(Stored data entries)
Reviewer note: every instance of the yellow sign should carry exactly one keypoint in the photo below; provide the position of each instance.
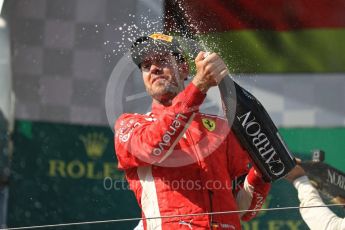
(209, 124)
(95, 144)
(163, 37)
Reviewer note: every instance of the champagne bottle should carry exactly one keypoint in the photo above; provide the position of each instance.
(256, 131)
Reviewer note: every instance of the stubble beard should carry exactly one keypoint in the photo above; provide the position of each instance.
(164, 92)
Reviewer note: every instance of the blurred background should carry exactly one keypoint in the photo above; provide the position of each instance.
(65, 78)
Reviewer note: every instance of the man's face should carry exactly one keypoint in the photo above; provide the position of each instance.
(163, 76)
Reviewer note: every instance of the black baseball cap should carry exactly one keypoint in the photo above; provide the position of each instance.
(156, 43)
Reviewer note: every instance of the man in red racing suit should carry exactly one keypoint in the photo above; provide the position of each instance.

### EXERCISE DIRECTIONS
No pictures belong in the copy. Transcribe every entry exactly.

### ANSWER FOR THIS EXERCISE
Reviewer note: every instance of the yellow sign should carry exactly one keypoint in the photo below; provide the position of each instance.
(209, 124)
(95, 144)
(163, 37)
Reviewer note: every instance of the champagne bottle should carry exactly one keypoint in the photo above; provide the position of each instance.
(256, 131)
Reviewer note: every instance of the stubble beard should carry exactly one keypoint in the photo above; provide the position of each instance.
(164, 92)
Reviewer note: every instance of the blurred background should carry exactly one keypoint in the photo above; provide the position of each instance.
(65, 78)
Reviewer note: every instance of the man's face should carry exactly one keypoint in the photo above; provide the position of each instance.
(163, 76)
Reviewer note: every instance of the black baseball cap should carry exactly one keypoint in the photo above; provide the position of each instance.
(156, 43)
Reviewer note: every instance of the man in red racing suit should carry exactly one keypoint in the photo above; provide the position of each instance.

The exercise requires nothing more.